┌─ Exercise inputs

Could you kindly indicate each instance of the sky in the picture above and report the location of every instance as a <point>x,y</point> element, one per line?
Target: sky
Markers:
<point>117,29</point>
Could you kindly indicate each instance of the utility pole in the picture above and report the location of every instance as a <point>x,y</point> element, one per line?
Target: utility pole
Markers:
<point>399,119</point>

└─
┌─ Exercise inputs

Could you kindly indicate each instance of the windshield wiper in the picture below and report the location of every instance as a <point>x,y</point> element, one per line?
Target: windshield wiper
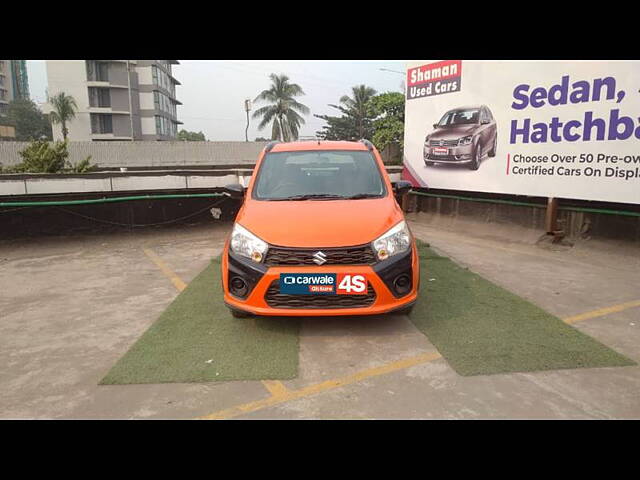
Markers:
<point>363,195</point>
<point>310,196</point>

└─
┌─ Exercise inputs

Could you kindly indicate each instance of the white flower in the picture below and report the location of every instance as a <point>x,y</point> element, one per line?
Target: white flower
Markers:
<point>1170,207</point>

└─

## Task brief
Please rewrite everything from the line containing "Could you kindly indicate each instance of the white" down to the line containing "<point>1170,207</point>", substituting "pink flower" for "white flower" and leaving all else unchanged.

## Complete response
Could you kindly indicate each instance of the pink flower in the picture below and report the location of every instance as a <point>x,y</point> element, one per line?
Target: pink flower
Markers:
<point>1170,207</point>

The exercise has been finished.